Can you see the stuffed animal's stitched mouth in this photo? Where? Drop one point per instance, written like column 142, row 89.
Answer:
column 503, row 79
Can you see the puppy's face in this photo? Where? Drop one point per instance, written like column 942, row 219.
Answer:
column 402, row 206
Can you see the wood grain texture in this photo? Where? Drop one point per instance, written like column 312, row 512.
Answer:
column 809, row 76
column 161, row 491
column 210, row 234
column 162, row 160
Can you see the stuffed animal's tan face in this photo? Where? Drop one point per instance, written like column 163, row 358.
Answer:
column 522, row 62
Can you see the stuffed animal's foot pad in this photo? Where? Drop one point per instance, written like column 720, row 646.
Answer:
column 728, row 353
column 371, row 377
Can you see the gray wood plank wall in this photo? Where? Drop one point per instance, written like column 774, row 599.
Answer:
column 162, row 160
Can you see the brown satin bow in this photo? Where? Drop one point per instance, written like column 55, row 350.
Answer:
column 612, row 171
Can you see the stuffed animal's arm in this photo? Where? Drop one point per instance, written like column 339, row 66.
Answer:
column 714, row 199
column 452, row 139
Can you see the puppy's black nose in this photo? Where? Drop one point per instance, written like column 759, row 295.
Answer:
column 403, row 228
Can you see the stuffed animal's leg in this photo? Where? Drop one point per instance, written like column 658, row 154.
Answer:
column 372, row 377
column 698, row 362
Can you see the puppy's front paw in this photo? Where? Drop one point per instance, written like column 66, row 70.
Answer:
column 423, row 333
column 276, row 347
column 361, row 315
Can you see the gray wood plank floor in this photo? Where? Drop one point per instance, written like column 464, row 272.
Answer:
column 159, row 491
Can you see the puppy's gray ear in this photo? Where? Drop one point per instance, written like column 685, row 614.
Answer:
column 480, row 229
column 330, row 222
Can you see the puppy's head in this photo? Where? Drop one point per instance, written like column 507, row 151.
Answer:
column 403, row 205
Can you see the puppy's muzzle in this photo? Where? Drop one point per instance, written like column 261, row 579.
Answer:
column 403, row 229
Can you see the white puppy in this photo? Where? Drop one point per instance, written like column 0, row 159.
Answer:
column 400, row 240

◇ ◇ ◇ ◇

■ **Work order**
The complete listing is to be repeated word for word.

■ **Exercise result**
Can you see the stuffed animal's stitched mouth in this photo? Where? Drop one point per instance, written like column 142, row 89.
Answer:
column 503, row 79
Can you see the puppy's face in this photo? Where? Drop one point per instance, written like column 942, row 219.
Answer:
column 402, row 206
Can you see the wood grain texture in this photo? Where? Drop one point per instance, written like column 312, row 512.
Answer:
column 809, row 76
column 161, row 491
column 210, row 234
column 162, row 160
Can you see the stuffed animal's tan face in this photo? Where? Drop one point per instance, written like column 163, row 358.
Answer:
column 522, row 62
Can you see the stuffed animal's foot pad in this photo? Where? Drop one point per instance, written like column 720, row 646.
Answer:
column 728, row 353
column 371, row 377
Can you see the gray wood plank wall in this photo? Where? Drop one point per instance, written like column 774, row 599.
Answer:
column 162, row 160
Can you see the brown satin bow in this photo? Where? Drop one point per instance, written like column 55, row 350.
Answer:
column 612, row 171
Can you see the stuffed animal's arm in this photo? Where? Drop one point per instance, written like column 339, row 66.
Answer:
column 714, row 199
column 452, row 139
Can you see the puppy's black nose in this photo? Where? Drop one point per instance, written like column 759, row 295.
Answer:
column 403, row 228
Can you see the stuffed animal's leg in this photo? Where? Drop one point per instance, written like column 658, row 154.
Answer:
column 372, row 377
column 698, row 362
Can you see the puppy's front paw in this photo? Where? Drop one point per instance, written like column 66, row 70.
Answer:
column 423, row 333
column 276, row 347
column 361, row 315
Can you see the gray wood plank floor in this photo? Where? Drop one point per instance, written like column 464, row 272.
Answer:
column 159, row 491
Can you see the puppy's gray ear in this photo? Where? Drop one point per instance, written like column 685, row 614.
Answer:
column 480, row 229
column 330, row 222
Can you see the puppy's head in this photo? Where? Drop one point per instance, written like column 507, row 151.
Answer:
column 403, row 205
Can you see the puppy's muzzle in this photo? Where? Drop one point per instance, written like column 261, row 579.
Answer:
column 403, row 229
Can you see the white puppy in this photo? Where? Drop one point per instance, written like column 0, row 159.
Answer:
column 400, row 240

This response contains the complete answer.